(Beginning of TASK INPUT)

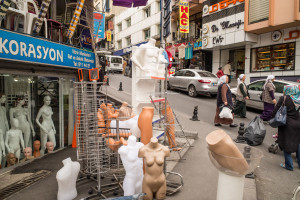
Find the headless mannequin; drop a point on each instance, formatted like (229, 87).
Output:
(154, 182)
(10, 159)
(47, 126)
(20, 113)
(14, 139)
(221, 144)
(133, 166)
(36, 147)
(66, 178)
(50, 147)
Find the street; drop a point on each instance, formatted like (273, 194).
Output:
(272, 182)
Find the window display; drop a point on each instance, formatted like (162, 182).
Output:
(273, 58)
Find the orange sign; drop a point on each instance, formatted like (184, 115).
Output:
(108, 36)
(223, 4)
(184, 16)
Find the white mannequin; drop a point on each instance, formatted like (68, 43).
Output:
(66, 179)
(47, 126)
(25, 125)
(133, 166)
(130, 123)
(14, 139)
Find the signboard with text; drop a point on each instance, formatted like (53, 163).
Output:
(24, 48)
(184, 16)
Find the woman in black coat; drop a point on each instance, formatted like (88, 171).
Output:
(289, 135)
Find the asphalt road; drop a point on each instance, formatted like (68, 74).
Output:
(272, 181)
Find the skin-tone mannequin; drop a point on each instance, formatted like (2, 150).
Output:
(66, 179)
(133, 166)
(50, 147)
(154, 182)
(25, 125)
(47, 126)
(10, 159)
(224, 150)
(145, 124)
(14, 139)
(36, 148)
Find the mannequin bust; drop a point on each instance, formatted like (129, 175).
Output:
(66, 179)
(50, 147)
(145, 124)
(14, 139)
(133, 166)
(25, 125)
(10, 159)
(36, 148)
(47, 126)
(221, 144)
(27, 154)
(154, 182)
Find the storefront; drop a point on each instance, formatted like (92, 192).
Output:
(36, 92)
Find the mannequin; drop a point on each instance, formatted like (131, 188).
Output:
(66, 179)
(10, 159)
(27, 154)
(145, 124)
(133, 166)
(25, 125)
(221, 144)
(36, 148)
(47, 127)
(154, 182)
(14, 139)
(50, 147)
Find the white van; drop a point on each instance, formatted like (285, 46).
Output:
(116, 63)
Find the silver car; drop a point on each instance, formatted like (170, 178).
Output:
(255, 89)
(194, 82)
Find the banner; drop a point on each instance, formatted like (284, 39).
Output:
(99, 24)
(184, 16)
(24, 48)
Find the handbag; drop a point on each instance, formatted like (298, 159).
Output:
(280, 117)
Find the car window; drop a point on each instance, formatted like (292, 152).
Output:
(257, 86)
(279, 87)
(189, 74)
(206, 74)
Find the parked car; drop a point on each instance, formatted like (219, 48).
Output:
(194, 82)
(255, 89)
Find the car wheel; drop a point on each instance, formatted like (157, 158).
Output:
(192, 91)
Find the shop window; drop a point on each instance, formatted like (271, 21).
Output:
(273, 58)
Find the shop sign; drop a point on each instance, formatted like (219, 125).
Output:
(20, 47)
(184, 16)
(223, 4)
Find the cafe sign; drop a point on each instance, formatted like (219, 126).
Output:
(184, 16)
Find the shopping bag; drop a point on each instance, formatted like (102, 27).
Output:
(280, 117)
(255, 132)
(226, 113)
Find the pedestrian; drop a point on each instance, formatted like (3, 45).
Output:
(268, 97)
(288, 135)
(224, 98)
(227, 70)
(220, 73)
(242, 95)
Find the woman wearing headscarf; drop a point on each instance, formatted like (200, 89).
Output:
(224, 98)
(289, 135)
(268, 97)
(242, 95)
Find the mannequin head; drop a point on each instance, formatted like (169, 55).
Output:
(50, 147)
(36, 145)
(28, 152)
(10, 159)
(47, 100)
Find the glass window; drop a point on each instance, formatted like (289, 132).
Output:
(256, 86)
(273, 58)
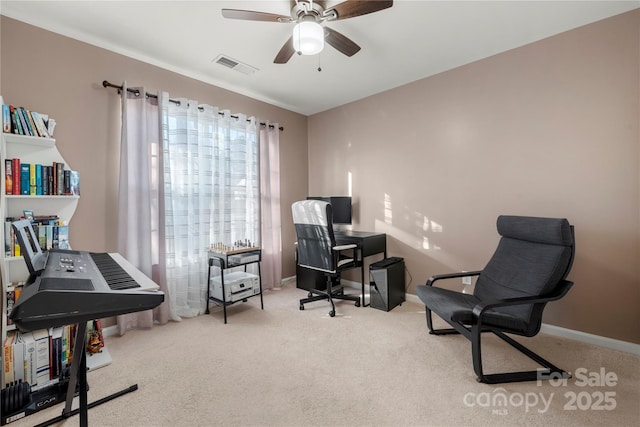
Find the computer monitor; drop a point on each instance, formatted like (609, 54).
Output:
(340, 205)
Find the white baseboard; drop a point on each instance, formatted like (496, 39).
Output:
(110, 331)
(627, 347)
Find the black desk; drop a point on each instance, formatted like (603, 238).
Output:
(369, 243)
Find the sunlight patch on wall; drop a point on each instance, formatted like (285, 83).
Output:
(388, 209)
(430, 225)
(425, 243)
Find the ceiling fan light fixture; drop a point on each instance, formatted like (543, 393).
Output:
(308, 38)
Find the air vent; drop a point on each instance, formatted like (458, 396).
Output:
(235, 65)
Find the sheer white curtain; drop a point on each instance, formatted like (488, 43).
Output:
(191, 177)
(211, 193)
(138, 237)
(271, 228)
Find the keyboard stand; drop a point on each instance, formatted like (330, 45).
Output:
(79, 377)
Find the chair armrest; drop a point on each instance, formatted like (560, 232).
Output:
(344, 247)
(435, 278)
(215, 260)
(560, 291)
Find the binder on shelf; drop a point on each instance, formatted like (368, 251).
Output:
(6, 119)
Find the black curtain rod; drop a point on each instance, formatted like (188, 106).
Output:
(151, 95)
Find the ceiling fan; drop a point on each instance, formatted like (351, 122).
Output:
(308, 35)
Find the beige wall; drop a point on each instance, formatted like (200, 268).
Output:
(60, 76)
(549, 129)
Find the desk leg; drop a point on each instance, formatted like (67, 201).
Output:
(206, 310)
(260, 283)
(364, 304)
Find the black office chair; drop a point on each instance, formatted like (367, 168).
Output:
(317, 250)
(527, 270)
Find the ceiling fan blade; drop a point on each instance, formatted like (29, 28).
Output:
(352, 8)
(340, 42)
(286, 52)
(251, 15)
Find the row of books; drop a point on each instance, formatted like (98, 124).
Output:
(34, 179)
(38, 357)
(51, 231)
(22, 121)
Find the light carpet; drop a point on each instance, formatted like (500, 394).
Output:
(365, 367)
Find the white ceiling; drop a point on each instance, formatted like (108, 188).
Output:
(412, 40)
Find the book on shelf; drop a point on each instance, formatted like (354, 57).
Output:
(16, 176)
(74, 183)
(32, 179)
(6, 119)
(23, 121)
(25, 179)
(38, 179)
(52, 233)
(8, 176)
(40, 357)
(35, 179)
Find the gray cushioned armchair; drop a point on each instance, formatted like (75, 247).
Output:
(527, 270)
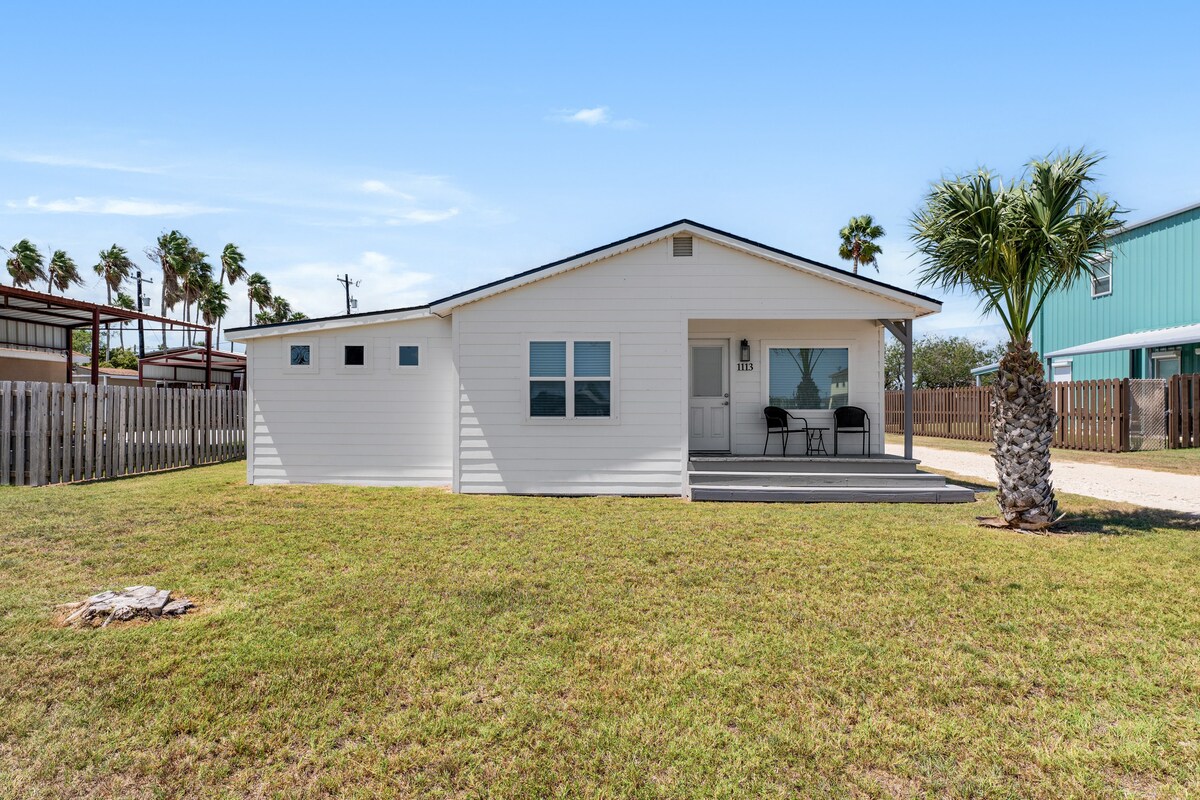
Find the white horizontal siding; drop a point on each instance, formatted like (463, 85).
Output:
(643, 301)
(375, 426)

(End of TASK INPUT)
(Beginning of TASK INPUT)

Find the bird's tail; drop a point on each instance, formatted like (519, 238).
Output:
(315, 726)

(End of TASK INPUT)
(Beginning of TASK INPUT)

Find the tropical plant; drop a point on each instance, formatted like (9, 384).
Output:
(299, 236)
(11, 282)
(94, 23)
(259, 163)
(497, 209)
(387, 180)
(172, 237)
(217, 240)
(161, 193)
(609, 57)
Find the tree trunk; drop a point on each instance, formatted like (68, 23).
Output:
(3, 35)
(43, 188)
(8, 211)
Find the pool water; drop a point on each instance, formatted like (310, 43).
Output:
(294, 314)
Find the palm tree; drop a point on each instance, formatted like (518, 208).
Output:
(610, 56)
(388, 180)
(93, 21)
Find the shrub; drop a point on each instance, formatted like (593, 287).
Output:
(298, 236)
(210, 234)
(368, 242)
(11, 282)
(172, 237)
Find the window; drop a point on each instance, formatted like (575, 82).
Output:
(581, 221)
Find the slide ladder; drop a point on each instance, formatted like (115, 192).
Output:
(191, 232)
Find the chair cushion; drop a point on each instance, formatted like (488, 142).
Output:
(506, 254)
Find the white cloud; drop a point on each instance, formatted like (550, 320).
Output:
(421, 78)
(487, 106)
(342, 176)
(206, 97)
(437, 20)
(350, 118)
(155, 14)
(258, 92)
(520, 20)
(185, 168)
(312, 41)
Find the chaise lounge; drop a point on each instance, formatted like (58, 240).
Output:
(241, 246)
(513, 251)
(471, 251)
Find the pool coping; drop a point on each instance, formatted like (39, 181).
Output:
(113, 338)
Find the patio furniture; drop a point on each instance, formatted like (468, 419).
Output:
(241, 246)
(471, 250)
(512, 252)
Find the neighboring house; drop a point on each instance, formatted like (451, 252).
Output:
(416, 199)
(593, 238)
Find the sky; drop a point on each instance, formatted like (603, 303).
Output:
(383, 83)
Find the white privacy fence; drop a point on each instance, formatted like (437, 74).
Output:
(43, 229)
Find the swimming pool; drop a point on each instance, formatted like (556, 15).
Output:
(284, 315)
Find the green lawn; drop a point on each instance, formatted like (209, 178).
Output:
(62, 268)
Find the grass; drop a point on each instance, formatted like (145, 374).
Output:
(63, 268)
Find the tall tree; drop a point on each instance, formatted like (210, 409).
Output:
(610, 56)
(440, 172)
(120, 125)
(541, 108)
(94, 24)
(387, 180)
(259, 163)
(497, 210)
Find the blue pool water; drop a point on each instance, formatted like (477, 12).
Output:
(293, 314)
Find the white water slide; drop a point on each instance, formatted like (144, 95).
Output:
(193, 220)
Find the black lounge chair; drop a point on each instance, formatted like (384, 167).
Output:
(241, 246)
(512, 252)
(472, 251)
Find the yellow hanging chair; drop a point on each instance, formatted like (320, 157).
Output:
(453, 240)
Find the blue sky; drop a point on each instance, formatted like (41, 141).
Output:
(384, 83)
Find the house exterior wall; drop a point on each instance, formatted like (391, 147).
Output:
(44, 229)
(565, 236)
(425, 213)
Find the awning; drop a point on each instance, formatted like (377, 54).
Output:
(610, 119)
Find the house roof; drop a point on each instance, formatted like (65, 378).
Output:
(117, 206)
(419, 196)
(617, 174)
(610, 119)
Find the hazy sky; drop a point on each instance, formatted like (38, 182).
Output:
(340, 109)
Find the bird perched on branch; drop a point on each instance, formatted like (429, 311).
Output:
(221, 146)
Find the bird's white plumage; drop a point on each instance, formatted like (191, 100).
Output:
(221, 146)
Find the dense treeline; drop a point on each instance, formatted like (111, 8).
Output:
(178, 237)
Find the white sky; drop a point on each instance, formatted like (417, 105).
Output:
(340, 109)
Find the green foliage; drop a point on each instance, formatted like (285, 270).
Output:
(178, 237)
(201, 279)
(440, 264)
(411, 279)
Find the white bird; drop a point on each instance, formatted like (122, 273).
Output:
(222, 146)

(End of TASK INPUT)

_WHAT THE TASK REQUIRES_
Write down how many lines in this listing contain the word "desk"; the number is the whole answer.

_RESPONSE BELOW_
2